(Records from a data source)
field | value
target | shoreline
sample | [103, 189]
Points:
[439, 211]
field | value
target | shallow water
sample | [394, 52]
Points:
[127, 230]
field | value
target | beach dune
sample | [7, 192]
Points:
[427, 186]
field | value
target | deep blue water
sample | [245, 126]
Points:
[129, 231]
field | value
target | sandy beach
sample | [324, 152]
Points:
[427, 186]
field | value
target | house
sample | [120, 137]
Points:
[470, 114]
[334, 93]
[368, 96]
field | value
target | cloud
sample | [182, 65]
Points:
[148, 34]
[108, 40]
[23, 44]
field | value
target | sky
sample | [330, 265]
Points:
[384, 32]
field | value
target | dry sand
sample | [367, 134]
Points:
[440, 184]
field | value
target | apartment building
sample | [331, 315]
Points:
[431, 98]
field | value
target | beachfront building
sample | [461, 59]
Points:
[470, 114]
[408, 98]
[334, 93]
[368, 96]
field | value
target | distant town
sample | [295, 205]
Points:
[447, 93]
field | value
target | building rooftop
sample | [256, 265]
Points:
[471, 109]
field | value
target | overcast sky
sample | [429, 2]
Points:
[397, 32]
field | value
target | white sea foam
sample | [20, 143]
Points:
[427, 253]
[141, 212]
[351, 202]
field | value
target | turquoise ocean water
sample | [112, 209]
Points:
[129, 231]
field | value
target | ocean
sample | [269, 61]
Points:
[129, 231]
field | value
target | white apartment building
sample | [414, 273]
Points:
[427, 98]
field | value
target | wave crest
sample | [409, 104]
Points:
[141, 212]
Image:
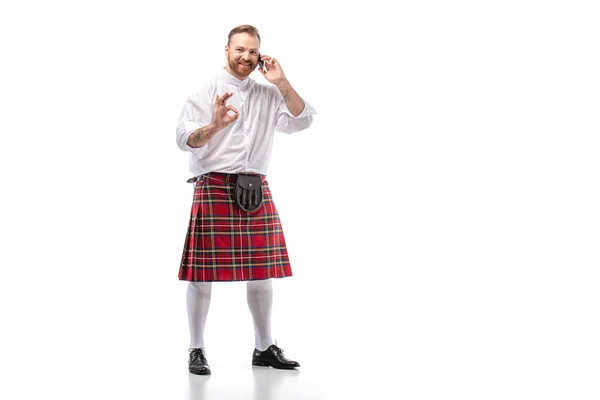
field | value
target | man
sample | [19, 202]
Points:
[234, 232]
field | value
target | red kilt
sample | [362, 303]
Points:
[225, 243]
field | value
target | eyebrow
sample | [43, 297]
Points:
[242, 47]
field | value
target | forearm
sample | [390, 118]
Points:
[201, 136]
[292, 99]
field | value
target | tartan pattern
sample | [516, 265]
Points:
[225, 243]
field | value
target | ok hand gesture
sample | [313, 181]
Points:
[221, 118]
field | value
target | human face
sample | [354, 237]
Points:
[242, 55]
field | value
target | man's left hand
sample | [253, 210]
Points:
[272, 70]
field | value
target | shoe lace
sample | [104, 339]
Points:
[197, 353]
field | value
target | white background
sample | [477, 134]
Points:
[450, 244]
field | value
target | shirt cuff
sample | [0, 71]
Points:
[308, 110]
[190, 127]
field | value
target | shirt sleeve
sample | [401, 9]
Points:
[196, 113]
[286, 122]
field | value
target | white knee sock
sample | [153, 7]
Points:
[260, 302]
[198, 302]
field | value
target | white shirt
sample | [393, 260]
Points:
[246, 144]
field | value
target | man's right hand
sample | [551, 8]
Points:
[221, 118]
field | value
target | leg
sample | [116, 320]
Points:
[260, 303]
[198, 302]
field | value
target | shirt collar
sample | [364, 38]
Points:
[232, 80]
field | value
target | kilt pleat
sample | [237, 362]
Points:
[225, 243]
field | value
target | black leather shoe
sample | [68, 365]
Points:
[198, 363]
[272, 357]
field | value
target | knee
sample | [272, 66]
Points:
[262, 285]
[200, 287]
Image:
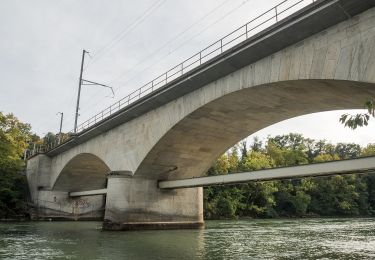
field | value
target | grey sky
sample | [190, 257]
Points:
[41, 44]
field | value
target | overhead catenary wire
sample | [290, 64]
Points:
[170, 41]
[125, 32]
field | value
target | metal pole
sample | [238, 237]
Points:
[79, 91]
[61, 119]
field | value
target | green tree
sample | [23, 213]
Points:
[14, 138]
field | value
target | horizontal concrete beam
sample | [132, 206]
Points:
[360, 165]
[87, 193]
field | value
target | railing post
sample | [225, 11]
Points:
[276, 14]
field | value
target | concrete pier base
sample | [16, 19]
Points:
[138, 204]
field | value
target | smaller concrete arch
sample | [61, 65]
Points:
[85, 171]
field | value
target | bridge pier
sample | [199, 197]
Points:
[135, 203]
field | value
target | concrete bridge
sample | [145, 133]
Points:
[320, 58]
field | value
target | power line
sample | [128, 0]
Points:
[167, 43]
[184, 43]
[125, 32]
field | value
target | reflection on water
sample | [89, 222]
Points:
[244, 239]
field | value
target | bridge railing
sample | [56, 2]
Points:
[259, 23]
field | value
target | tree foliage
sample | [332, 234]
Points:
[14, 138]
[346, 195]
[360, 119]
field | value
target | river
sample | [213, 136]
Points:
[243, 239]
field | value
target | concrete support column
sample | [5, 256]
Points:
[135, 203]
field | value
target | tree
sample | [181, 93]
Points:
[360, 119]
[14, 138]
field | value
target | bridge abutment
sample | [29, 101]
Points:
[47, 203]
[137, 203]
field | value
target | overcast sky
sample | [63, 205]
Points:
[130, 43]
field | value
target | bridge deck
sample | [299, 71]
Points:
[306, 22]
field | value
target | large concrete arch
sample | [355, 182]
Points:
[344, 52]
[83, 172]
[188, 149]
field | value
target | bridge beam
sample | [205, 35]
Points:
[360, 165]
[87, 193]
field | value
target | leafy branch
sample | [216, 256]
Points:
[361, 119]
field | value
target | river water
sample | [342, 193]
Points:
[242, 239]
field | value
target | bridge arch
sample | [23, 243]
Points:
[84, 171]
[189, 148]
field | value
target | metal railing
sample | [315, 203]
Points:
[259, 23]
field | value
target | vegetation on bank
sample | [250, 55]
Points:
[14, 139]
[340, 195]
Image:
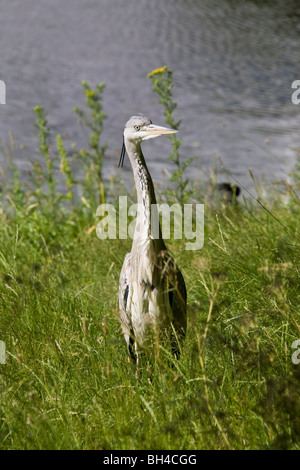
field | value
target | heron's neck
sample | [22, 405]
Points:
[147, 222]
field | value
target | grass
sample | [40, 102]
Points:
[67, 383]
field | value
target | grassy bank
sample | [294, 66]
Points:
[67, 382]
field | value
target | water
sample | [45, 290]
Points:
[233, 62]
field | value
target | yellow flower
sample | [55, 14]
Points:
[90, 93]
[157, 71]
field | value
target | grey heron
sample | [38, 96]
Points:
[152, 292]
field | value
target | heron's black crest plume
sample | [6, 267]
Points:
[122, 156]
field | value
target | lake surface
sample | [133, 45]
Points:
[233, 63]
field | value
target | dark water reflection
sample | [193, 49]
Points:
[233, 61]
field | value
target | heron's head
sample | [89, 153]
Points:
[140, 128]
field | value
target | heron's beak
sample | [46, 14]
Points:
[152, 131]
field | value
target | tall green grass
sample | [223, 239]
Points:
[68, 383]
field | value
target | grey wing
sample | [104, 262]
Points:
[177, 297]
[124, 299]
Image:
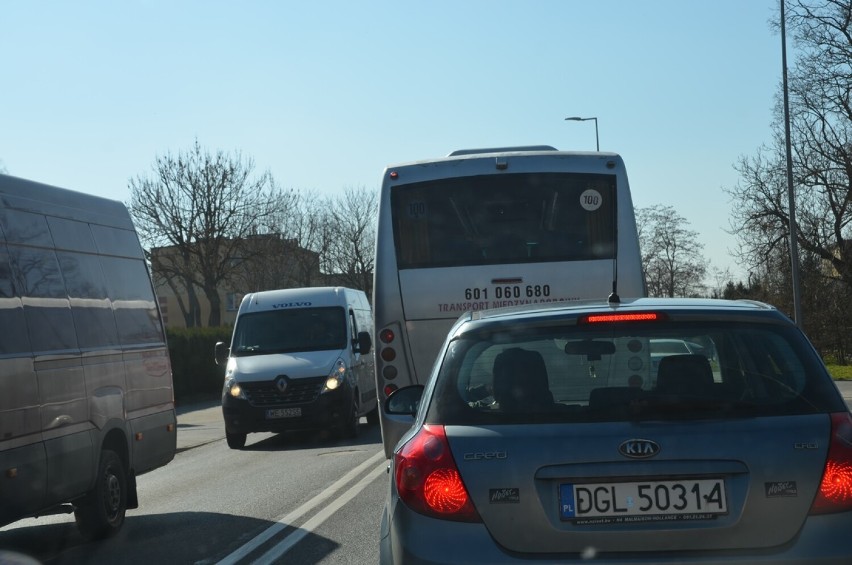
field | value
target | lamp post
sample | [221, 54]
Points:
[791, 199]
[579, 119]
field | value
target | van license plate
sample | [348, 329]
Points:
[274, 413]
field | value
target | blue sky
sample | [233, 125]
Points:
[326, 94]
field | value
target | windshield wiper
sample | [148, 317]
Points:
[687, 407]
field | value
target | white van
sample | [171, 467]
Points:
[299, 360]
[87, 400]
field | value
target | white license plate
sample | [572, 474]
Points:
[636, 501]
[274, 413]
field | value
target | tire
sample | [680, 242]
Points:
[373, 416]
[235, 440]
[100, 514]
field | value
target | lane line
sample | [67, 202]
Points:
[283, 522]
[271, 556]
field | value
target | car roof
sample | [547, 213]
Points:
[682, 309]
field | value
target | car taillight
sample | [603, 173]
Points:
[428, 480]
[835, 489]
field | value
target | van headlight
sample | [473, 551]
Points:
[233, 389]
[336, 377]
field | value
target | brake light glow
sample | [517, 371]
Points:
[428, 480]
[835, 489]
[633, 317]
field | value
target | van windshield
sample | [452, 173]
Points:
[287, 331]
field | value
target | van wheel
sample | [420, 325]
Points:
[100, 514]
[349, 428]
[235, 441]
[373, 416]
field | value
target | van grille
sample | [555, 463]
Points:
[298, 391]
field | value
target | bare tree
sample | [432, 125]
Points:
[199, 208]
[820, 88]
[671, 253]
[351, 227]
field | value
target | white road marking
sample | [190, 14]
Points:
[283, 522]
[287, 543]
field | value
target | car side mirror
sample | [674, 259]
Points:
[364, 343]
[221, 352]
[405, 401]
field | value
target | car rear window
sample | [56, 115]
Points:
[630, 372]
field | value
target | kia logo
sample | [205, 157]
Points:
[639, 448]
[281, 383]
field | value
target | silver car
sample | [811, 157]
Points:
[546, 434]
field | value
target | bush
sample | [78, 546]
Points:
[194, 370]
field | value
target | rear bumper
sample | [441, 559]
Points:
[411, 538]
[329, 410]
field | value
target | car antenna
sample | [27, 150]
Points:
[613, 297]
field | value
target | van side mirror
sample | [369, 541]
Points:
[221, 352]
[364, 343]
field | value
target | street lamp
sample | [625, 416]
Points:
[579, 119]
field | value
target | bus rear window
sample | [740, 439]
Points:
[506, 218]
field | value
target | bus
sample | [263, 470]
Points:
[490, 228]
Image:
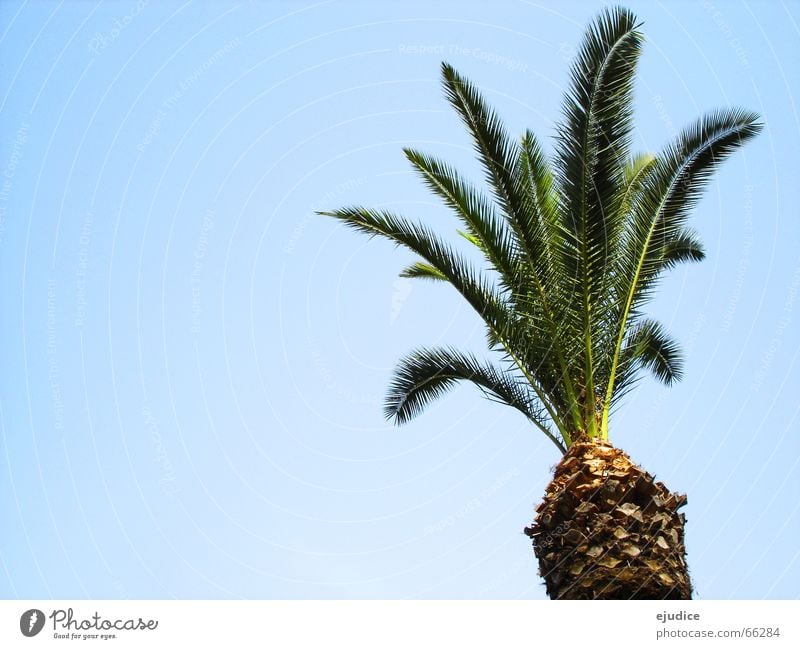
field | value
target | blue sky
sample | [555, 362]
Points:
[194, 364]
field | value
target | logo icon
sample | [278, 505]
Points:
[31, 622]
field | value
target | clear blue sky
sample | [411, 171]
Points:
[193, 364]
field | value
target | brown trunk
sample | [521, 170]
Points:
[607, 530]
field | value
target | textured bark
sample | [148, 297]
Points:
[607, 530]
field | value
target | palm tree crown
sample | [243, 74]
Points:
[575, 244]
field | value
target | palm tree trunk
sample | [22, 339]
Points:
[607, 530]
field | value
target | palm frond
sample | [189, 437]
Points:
[484, 228]
[593, 143]
[420, 269]
[426, 374]
[648, 346]
[656, 236]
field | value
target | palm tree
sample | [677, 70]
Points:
[575, 245]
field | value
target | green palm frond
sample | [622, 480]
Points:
[475, 210]
[420, 269]
[426, 374]
[574, 245]
[593, 143]
[656, 237]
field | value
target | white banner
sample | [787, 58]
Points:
[401, 624]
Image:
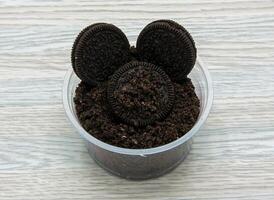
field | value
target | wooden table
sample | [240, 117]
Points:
[42, 157]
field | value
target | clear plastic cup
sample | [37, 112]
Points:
[142, 163]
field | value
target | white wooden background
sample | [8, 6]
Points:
[42, 157]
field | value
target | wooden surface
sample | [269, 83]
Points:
[42, 157]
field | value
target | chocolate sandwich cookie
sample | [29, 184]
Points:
[98, 51]
[77, 40]
[169, 45]
[140, 93]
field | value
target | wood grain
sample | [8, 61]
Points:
[41, 156]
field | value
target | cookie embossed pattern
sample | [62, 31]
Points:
[138, 120]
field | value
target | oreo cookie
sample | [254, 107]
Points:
[167, 44]
[98, 51]
[140, 93]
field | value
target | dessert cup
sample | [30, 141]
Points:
[142, 163]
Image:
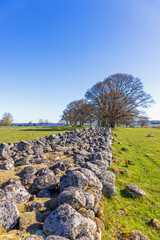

> **WHAT TO DO**
Report how many lines in the rows above contain the string "bank". Give only the number.

> **FINAL ANSWER**
2